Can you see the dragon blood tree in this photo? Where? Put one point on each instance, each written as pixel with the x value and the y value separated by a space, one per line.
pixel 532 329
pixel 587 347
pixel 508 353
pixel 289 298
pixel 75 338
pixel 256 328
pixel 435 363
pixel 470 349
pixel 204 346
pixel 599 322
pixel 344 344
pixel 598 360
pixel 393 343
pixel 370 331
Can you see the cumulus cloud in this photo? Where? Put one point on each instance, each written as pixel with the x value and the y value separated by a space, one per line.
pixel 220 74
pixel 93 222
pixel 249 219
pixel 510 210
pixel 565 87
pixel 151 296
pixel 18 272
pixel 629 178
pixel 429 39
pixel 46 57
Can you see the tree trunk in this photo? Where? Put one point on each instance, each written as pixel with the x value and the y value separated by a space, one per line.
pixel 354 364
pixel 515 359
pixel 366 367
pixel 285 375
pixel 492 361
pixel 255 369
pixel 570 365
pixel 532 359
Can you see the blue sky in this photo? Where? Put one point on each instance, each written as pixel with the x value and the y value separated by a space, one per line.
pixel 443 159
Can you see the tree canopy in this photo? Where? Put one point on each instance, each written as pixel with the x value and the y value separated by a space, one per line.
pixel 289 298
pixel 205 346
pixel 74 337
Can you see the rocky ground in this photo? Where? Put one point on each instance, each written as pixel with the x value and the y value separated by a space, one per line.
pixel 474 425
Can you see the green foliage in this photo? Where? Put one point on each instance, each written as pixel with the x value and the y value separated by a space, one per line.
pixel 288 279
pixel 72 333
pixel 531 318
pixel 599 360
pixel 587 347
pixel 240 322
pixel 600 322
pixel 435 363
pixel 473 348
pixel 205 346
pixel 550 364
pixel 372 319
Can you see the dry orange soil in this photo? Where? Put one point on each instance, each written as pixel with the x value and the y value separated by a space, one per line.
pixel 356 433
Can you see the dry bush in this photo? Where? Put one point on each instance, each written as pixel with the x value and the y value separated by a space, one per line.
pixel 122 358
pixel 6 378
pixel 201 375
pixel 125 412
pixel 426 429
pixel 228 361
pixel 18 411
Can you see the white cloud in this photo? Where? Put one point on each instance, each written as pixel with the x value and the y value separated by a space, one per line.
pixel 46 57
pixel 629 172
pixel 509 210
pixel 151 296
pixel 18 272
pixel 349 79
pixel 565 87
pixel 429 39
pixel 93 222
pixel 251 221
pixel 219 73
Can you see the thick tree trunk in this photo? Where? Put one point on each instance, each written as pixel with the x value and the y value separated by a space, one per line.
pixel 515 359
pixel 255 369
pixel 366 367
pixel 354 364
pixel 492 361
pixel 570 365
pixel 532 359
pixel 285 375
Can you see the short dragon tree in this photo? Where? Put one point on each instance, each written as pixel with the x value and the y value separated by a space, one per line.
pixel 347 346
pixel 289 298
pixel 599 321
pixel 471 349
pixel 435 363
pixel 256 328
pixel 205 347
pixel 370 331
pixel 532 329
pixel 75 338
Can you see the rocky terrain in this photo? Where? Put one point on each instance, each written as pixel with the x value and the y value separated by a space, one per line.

______________________________

Problem to solve:
In full and without alteration, transcribe the entries above.

The answer:
Can you see the dragon blood tree in this photo? Where? Put one point on each instance, each written as pixel with the x value and the y value separated by a space, one per line.
pixel 532 329
pixel 587 347
pixel 508 353
pixel 289 298
pixel 75 338
pixel 256 328
pixel 435 363
pixel 470 349
pixel 204 346
pixel 599 322
pixel 344 344
pixel 598 360
pixel 393 343
pixel 370 331
Can you see the cumulus cloud in this photo? Where? Put one point on each instance, each written as pixel with the x value and the y value separated by a space, one per line.
pixel 220 74
pixel 93 222
pixel 249 219
pixel 510 210
pixel 565 87
pixel 151 296
pixel 18 272
pixel 629 178
pixel 429 39
pixel 46 57
Can you see the tree trunk in this photo? Where? Put one point on each instance, each written as pixel with the x value and the y value separated by a space, one per line.
pixel 354 364
pixel 515 359
pixel 366 367
pixel 285 375
pixel 492 361
pixel 255 369
pixel 570 365
pixel 532 359
Can you see the blue sky in this photo? Where? Put one point on each instance, each written as pixel with the x value and the y value separated by a space, one per line.
pixel 443 159
Can you see the tree canopy in this photo? Where? Put one point on each instance, each written as pixel with the x value and the y value separated by a space, one per line.
pixel 289 298
pixel 205 346
pixel 74 337
Can you see the rocky ground in this photo? Where? Put one point on each instance, each written as pixel with the x value and the y value separated by a space, one per line.
pixel 474 425
Can you see the green foliage in this photo? Where? Put one point on each instance, each written as pixel with the x value and the y value separated by a space, one per line.
pixel 288 279
pixel 72 333
pixel 531 318
pixel 599 360
pixel 587 347
pixel 240 322
pixel 600 322
pixel 435 363
pixel 473 348
pixel 205 346
pixel 550 364
pixel 372 319
Can you see the dry orange soil in this photo? Where? Put one point on each instance, each written as pixel with the x value and the y value separated by a space, one per line.
pixel 356 433
Can you see the dry bush in this photo? Where? Put one point on each instance, each written as pixel with the x value and the y value separated by a space, one per line.
pixel 122 358
pixel 6 378
pixel 201 375
pixel 125 412
pixel 426 429
pixel 228 361
pixel 18 411
Can you see the white cloud in this photo? Where? Put one point on each instance, each written as pixel with the x value and the y value separated by a space, one per line.
pixel 46 57
pixel 629 172
pixel 509 210
pixel 151 296
pixel 18 272
pixel 349 79
pixel 565 87
pixel 429 39
pixel 93 222
pixel 251 221
pixel 219 73
Can you see the thick tree trunk in this photo? Where? Put one point on each instance, each written as pixel with the x value and the y value separated by a space, one per line.
pixel 515 359
pixel 255 369
pixel 366 367
pixel 354 364
pixel 492 361
pixel 570 365
pixel 532 359
pixel 285 375
Can you see the short dragon tree in this photo? Where? Put one point on each instance, each written as pixel with the x value and the y value separated by a space, one per line.
pixel 347 346
pixel 289 298
pixel 599 321
pixel 471 349
pixel 435 363
pixel 256 328
pixel 205 347
pixel 370 331
pixel 532 329
pixel 75 338
Can you see the rocky terrain in this photo? Where? Put one point on each instance, each written as pixel with the x value and the y value separated by a space, one per line.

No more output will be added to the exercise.